**The task**:
As soon as the line containing "151L392 148L362 151L353" appears in the material below, start returning lines exactly, and end with the line containing "positive clicks: (518, 102)".

**Information**:
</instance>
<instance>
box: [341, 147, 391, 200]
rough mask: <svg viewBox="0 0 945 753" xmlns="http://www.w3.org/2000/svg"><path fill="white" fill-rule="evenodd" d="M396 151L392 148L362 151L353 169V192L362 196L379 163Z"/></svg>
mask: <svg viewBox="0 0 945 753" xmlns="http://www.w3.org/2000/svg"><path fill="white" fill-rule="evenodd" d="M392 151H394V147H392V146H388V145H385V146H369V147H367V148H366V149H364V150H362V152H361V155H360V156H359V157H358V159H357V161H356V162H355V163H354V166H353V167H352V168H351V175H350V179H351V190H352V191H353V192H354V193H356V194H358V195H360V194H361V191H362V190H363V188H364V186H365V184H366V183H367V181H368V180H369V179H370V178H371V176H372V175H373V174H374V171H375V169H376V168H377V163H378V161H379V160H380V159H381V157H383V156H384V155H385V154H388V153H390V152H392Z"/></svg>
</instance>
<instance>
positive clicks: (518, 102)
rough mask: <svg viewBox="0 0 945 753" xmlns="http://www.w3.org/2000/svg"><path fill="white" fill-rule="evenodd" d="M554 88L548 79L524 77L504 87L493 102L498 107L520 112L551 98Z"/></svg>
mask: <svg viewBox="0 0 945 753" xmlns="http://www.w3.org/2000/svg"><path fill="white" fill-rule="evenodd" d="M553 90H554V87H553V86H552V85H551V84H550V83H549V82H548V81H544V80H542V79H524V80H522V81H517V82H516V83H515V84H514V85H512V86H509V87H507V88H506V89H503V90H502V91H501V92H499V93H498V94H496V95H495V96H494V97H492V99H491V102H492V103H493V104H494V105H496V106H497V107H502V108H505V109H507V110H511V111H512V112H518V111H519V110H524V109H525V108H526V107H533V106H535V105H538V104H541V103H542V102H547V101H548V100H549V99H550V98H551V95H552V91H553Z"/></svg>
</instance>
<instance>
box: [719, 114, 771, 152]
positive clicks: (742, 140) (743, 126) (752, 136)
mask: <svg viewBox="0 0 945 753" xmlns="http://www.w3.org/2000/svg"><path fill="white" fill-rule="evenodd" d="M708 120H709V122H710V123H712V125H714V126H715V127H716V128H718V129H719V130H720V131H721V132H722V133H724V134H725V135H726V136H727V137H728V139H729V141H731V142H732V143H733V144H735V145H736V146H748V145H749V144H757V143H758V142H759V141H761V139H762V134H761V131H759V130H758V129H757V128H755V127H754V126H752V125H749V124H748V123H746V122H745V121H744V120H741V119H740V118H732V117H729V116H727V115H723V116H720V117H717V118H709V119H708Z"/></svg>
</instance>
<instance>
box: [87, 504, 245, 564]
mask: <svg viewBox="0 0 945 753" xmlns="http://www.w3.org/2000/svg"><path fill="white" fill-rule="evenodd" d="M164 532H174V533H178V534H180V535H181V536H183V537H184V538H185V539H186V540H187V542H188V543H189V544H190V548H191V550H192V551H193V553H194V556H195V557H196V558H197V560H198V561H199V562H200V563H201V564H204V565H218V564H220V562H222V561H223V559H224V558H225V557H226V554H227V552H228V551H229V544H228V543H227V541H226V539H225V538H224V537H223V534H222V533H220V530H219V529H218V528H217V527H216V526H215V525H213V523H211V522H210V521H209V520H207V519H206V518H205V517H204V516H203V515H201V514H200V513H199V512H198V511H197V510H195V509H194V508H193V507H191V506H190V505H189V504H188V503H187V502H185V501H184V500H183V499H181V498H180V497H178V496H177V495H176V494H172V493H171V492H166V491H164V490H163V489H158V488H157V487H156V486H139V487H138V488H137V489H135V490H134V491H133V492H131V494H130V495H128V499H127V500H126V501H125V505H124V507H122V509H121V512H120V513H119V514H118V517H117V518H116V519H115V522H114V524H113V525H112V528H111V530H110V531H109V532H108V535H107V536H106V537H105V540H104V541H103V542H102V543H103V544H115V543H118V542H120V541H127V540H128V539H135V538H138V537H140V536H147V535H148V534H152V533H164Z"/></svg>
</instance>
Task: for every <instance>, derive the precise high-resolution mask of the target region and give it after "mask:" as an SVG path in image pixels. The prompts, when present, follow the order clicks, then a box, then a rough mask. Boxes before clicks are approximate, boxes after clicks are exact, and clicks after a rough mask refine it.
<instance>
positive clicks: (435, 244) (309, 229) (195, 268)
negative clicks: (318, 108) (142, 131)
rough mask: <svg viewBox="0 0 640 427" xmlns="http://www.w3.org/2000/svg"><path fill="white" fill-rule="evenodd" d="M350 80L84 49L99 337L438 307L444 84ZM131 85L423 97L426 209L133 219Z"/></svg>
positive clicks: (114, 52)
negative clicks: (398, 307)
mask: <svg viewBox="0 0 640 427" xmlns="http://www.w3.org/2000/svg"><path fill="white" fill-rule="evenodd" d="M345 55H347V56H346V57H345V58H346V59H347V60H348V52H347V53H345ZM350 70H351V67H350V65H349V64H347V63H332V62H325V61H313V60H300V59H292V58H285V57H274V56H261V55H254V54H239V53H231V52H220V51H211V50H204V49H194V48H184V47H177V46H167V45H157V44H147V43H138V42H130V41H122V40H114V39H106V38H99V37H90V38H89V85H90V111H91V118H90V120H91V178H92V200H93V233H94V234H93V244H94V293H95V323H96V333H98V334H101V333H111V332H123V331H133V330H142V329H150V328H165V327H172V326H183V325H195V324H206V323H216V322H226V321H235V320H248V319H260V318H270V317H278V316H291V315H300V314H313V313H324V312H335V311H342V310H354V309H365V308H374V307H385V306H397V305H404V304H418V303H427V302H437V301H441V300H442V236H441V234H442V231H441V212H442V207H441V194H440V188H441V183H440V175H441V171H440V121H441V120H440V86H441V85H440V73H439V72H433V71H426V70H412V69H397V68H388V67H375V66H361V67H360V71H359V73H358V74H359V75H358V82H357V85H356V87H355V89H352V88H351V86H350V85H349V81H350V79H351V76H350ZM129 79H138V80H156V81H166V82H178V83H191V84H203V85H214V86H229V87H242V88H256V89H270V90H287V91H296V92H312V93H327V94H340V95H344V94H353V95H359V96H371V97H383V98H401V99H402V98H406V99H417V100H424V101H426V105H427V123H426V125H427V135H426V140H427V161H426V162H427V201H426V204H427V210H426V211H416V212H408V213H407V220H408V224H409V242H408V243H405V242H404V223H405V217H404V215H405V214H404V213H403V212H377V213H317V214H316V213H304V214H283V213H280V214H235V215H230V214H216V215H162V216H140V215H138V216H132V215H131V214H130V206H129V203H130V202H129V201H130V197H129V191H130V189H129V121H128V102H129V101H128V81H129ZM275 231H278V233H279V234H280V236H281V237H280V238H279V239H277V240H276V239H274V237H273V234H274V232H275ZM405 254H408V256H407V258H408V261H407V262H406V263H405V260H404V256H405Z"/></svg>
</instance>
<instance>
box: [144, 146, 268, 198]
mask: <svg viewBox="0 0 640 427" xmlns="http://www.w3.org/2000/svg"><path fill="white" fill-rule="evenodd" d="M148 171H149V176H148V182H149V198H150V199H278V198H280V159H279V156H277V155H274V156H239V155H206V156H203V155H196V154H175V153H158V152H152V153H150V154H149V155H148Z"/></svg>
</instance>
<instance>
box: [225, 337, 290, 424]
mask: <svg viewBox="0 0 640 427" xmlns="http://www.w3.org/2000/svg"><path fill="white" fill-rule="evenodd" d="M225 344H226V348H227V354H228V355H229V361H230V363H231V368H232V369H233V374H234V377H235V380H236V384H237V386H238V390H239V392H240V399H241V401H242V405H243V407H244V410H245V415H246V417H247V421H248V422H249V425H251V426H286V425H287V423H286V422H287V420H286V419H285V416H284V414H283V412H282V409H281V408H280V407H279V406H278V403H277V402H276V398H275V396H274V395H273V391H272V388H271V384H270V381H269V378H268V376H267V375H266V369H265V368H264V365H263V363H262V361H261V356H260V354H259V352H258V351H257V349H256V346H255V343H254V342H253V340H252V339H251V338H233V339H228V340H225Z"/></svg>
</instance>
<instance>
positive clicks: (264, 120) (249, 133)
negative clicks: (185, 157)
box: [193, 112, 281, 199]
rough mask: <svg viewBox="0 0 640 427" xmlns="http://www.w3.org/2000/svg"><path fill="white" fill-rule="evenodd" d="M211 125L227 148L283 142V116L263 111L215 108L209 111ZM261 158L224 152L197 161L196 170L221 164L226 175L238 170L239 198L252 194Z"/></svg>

**Answer to this task**:
rough mask: <svg viewBox="0 0 945 753" xmlns="http://www.w3.org/2000/svg"><path fill="white" fill-rule="evenodd" d="M396 151L392 148L362 151L353 169V192L362 196L379 163Z"/></svg>
mask: <svg viewBox="0 0 945 753" xmlns="http://www.w3.org/2000/svg"><path fill="white" fill-rule="evenodd" d="M392 151H394V147H392V146H388V145H385V146H369V147H367V148H366V149H364V150H362V152H361V155H360V156H359V157H358V159H357V161H356V162H355V163H354V166H353V167H352V168H351V175H350V179H351V190H352V191H353V192H354V193H356V194H358V195H360V194H361V191H362V190H363V188H364V186H365V184H366V183H367V181H368V180H369V179H370V178H371V176H372V175H373V174H374V171H375V169H376V168H377V163H378V161H379V160H380V159H381V157H383V156H384V155H385V154H388V153H390V152H392Z"/></svg>
</instance>
<instance>
positive clicks: (518, 102)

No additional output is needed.